> _Region annotation entries_:

*-*-*

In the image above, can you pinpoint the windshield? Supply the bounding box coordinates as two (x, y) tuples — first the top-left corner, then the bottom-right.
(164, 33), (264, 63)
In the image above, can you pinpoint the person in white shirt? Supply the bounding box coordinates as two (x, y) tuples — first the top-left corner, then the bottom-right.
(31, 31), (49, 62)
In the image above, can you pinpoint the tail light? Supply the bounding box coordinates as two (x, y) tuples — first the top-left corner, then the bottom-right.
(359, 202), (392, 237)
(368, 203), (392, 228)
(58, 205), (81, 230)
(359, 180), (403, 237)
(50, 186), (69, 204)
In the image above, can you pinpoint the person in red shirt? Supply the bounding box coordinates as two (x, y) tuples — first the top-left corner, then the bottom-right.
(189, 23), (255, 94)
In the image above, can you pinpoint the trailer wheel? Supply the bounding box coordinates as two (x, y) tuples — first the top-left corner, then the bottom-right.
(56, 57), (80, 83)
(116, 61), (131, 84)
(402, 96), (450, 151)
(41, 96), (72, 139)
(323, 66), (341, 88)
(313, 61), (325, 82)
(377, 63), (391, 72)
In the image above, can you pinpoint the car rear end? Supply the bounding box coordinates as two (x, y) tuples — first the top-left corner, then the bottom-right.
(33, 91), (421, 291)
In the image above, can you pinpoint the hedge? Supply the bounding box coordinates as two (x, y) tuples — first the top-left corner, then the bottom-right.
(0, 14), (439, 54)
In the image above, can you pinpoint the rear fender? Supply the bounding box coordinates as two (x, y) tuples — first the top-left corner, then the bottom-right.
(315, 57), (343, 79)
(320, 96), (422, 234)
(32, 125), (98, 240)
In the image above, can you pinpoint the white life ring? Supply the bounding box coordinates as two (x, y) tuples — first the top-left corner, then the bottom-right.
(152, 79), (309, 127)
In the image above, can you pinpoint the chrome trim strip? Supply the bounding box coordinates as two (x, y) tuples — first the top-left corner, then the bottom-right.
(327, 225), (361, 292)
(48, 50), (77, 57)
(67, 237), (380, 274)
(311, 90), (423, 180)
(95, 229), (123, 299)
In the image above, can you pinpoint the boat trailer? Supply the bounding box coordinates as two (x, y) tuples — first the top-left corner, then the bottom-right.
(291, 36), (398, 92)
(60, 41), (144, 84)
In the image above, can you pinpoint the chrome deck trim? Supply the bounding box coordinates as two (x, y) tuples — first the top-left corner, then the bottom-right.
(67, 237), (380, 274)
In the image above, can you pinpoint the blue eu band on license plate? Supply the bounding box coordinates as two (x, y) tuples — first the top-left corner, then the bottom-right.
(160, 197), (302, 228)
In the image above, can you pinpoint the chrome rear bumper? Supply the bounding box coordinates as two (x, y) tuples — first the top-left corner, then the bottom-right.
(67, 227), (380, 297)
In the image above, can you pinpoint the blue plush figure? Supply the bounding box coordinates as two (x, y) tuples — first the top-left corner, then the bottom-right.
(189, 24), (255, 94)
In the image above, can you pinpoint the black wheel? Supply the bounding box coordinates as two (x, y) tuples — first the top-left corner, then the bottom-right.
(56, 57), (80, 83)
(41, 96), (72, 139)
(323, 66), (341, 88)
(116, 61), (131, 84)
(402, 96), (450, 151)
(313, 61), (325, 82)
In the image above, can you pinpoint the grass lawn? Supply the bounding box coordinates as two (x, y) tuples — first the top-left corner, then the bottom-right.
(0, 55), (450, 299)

*-*-*

> _Exercise requirements_:
Recast the lines above, from the first one through the line containing "(164, 33), (264, 63)", as a JSON list of strings with one string per line and blank lines omitted.

> _Response to this exercise_:
[
  "In the image above, can you pinpoint the windshield? Supply the bounding box coordinates as two (x, y) tuples — first the top-left corner, then the bottom-right.",
  "(164, 33), (264, 63)"
]